(Bereitgestelltes Material)
···
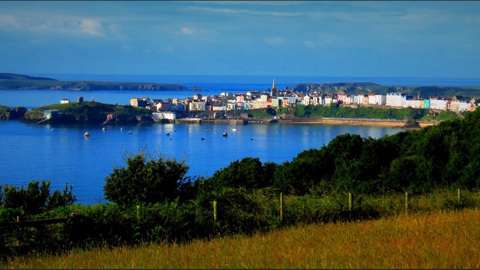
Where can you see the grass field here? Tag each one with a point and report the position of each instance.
(435, 240)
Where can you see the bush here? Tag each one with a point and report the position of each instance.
(35, 198)
(145, 181)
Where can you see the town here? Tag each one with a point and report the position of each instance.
(236, 106)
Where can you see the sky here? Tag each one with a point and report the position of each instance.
(415, 39)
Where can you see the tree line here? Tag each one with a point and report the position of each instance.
(154, 200)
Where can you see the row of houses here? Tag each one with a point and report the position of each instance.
(393, 100)
(287, 98)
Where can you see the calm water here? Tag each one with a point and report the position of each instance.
(206, 85)
(63, 155)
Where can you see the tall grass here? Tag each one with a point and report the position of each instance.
(448, 239)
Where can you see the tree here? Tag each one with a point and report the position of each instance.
···
(Aufgabenstellung) Setze die Zeilen des Materials, beginnend mit der Zeile, die „Where can you see the row“ enthält, und endend mit dem Schluss des Materials, in eine nummerierte Liste um. Leerzeilen entfallen dabei.

(Vollständige Antwort)
1. Where can you see the row of houses here? Tag each one with a point and report the position of each instance.
2. (393, 100)
3. (287, 98)
4. Where can you see the calm water here? Tag each one with a point and report the position of each instance.
5. (206, 85)
6. (63, 155)
7. Where can you see the tall grass here? Tag each one with a point and report the position of each instance.
8. (448, 239)
9. Where can you see the tree here? Tag each one with a point and report the position of each instance.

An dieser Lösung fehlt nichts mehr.